* _TEXT EXTRACT_

Post by Sanat Kumar » Sun, 31 May 1998 04:00:00



> I have read several articles written by unix professionals saying that
> Linux is not for large enterprises but works great for webservers etc.
> Why is this?

> Thanks,

> Steve

Only that there is no SAP, Baan, i2, PeopleSoft or other
enterprise-level software available.

Linux is the best alternative to Micros**t Windows NT in just about any
smaller business, though.

Sanat

 
 
 

Why is Linux not good for large business?

Post by Steven H Mell » Mon, 01 Jun 1998 04:00:00


I have read several articles written by unix professionals saying that
Linux is not for large enterprises but works great for webservers etc.
Why is this?

Thanks,

Steve

 
 
 

Why is Linux not good for large business?

Post by F. Woodbrid » Mon, 01 Jun 1998 04:00:00



 I have read several articles written by unix professionals saying that
 Linux is not for large enterprises but works great for webservers etc.
 Why is this?

* _DATASET RECORDS_
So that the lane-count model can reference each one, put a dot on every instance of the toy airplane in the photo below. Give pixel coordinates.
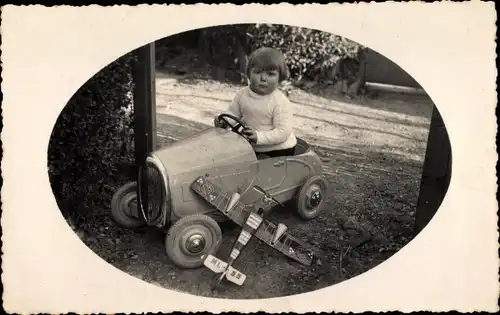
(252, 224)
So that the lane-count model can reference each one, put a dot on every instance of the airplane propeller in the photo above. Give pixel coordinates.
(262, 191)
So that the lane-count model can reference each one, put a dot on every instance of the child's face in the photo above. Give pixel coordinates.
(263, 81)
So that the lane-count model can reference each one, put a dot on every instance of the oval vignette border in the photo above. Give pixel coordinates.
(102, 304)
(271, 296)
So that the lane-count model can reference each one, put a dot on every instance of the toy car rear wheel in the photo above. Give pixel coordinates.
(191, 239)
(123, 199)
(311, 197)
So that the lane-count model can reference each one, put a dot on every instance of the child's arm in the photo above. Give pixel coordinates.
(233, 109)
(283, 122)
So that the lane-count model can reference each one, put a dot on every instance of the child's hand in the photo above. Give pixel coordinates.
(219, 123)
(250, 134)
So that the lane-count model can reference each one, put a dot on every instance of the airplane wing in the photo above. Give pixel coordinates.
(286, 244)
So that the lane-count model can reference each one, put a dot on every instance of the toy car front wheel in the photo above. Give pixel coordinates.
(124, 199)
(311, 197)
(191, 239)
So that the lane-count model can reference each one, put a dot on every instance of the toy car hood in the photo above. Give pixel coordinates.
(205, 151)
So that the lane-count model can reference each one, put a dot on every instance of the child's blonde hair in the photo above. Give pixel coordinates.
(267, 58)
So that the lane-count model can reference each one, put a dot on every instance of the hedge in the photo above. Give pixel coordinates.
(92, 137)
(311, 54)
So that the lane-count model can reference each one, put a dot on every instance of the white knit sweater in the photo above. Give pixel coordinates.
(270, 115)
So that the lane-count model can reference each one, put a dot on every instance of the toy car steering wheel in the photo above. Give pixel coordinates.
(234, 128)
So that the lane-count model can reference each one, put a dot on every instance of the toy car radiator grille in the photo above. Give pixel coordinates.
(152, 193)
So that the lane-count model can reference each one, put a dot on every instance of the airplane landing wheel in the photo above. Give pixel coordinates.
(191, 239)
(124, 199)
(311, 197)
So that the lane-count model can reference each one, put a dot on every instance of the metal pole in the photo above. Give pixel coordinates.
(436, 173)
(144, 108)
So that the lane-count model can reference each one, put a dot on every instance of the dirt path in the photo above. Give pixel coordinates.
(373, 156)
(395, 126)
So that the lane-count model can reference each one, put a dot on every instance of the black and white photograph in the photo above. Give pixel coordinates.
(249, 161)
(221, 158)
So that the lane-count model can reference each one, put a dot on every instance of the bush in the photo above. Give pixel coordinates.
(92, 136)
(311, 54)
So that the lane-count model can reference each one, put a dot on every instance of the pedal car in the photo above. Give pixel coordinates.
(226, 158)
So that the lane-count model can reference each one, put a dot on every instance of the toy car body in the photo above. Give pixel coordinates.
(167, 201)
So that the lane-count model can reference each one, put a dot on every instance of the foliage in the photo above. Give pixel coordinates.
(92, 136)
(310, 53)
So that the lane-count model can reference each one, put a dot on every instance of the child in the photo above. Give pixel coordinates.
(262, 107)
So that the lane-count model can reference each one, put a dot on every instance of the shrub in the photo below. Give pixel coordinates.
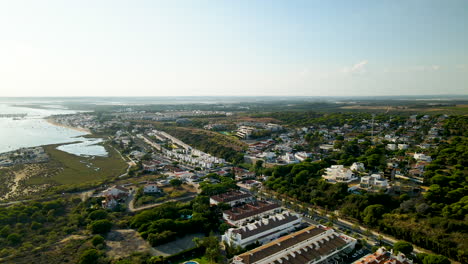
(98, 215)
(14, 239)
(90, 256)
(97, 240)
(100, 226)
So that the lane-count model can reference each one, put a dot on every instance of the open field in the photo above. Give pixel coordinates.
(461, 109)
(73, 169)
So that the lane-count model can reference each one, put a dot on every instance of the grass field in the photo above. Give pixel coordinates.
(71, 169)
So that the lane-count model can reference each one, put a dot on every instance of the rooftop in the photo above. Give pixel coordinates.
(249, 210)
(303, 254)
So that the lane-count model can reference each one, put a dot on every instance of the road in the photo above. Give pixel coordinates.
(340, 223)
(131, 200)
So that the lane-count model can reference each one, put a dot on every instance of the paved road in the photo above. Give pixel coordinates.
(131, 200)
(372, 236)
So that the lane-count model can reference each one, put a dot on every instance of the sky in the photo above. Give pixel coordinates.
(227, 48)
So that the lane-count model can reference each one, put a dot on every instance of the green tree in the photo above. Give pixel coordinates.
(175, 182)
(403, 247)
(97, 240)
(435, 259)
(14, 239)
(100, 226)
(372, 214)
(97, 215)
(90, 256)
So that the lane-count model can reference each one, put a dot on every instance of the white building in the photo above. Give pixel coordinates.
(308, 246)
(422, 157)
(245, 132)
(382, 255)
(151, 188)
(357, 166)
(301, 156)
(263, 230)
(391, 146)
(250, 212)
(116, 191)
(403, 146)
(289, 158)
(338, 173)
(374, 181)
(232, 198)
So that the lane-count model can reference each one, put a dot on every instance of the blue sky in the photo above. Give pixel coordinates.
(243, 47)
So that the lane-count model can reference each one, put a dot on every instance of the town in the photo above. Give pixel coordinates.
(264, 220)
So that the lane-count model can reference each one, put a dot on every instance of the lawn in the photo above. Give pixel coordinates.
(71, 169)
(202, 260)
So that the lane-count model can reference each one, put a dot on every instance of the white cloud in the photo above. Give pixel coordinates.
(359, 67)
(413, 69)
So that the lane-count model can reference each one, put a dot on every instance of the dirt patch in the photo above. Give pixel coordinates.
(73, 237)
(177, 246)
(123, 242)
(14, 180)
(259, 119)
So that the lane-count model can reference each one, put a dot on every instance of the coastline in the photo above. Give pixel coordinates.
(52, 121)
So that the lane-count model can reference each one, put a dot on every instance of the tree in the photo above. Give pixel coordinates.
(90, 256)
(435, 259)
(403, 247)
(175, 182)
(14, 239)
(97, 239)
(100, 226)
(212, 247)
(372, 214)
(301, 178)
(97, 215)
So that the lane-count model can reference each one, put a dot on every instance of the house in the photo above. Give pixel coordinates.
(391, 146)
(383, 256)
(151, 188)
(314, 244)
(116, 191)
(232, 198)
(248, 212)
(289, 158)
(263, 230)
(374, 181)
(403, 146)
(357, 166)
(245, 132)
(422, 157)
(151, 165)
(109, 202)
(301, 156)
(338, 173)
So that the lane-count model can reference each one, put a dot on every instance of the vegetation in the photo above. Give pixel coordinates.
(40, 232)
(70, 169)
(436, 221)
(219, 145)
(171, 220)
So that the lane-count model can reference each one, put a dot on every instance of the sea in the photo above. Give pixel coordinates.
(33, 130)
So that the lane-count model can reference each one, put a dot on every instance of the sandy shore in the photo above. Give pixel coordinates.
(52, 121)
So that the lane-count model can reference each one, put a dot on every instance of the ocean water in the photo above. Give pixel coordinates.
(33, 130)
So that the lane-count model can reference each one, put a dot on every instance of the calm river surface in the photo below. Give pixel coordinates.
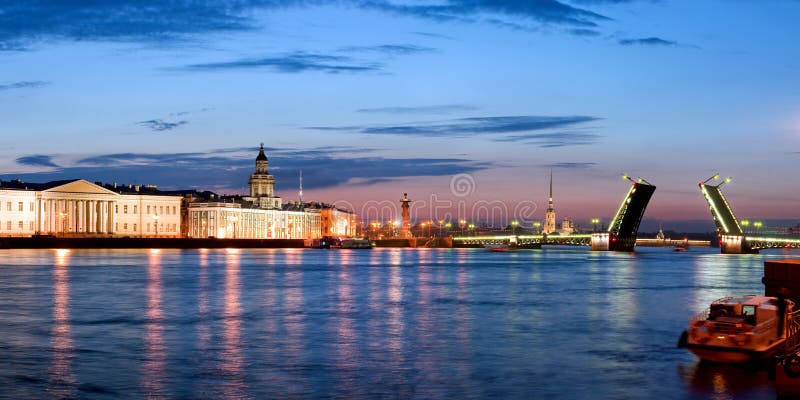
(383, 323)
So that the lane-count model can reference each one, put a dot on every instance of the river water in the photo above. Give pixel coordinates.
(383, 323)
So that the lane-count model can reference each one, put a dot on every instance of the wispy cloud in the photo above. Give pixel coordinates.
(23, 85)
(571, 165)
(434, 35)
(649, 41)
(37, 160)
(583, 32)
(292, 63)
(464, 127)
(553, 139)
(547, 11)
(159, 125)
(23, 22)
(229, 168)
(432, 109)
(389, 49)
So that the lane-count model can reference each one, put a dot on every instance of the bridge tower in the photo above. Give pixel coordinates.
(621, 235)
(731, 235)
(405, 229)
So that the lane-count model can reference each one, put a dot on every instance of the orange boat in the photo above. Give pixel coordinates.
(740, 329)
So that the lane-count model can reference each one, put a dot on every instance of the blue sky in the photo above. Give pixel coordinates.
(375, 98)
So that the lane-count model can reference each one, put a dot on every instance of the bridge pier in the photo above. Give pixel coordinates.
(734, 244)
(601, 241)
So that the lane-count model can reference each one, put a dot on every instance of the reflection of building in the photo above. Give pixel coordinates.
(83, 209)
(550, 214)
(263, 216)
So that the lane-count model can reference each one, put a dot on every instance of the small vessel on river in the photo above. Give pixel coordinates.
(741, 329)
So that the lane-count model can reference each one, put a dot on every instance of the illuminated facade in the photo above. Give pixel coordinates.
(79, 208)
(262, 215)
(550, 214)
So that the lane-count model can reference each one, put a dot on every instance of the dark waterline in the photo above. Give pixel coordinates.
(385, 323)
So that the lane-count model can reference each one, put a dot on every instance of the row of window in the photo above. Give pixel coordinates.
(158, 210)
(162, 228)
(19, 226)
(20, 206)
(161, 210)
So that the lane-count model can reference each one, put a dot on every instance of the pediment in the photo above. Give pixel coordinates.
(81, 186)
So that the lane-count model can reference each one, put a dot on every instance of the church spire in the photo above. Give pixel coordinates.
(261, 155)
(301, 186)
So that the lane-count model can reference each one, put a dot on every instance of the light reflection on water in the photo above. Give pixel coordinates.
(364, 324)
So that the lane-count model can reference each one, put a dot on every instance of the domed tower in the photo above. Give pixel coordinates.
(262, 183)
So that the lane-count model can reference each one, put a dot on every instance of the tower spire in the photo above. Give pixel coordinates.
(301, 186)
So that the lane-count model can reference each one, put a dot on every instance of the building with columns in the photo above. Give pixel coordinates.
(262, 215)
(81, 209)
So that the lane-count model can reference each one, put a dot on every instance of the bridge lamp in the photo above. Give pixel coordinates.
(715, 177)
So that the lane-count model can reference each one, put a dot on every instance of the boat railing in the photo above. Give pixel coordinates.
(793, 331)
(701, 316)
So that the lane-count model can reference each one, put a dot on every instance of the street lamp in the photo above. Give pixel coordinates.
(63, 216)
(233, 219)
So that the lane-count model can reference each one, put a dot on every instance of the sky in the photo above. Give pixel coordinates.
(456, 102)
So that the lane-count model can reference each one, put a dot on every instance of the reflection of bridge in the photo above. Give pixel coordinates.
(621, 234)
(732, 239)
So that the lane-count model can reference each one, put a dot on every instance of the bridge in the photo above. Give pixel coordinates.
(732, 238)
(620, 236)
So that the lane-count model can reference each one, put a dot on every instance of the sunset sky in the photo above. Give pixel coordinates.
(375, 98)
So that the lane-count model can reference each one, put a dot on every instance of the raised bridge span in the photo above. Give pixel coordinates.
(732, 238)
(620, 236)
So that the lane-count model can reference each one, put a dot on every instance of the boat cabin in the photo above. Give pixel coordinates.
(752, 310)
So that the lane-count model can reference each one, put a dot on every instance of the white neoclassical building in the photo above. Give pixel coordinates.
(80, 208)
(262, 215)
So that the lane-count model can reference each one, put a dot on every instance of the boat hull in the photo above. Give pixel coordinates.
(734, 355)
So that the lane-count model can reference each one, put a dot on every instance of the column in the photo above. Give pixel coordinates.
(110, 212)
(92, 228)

* _PROBLEMS AND TASKS_
1. Convert the entries from the line containing "the white neoclassical" through the end of the entries into a JSON list of strings, one string per line, with blank lines omitted.
2. Continue the Linux newsgroup thread from the point at which it stops.
The text and the entries were drawn from separate, unrelated sources.

* _RESULTS BY TASK_
1.
[
  "So that the lane-count model can reference each one, put a dot on every instance of the white neoclassical building in the photo above. Give pixel coordinates.",
  "(80, 208)",
  "(262, 215)",
  "So that the lane-count model can reference each one, put a dot on every instance of the boat hull in the photo above. Give pixel coordinates.",
  "(734, 355)",
  "So that the lane-count model can reference each one, put a dot on every instance of the column in the photo above. Give pixel coordinates.",
  "(110, 212)",
  "(92, 228)"
]

2.
Steve, I have no idea who these "unix professionals" are and in which
articles they wrote the *you're spewing here.  I suspect you're
trolling.  If you aren't, know this:

Linux has come a very long way since version 0.99pl? when it was
essentially a toy.  Considering that Unix took a heck of a long
time to come this far, Linux's rise has been nothing short of meteoric.
It is stable, infinitely useable in just about any application environ-
ment you can think of and (God bless Linus) it's free!  Just because
one doesn't have to pay for something doesn't mean it's sub-standard.'
This frame of mind has kept some companies I almost worked for from
utilising such a great tool prefering to throw their lots in with the
more expensive (and therefore "better") Unices which eventually didn't
work as well!  Until the so-called Unix professionals take off their
damned blinkers, they'll remain Unix professionals!

Cheers and don't you know not to believe anything a "professional" says? :)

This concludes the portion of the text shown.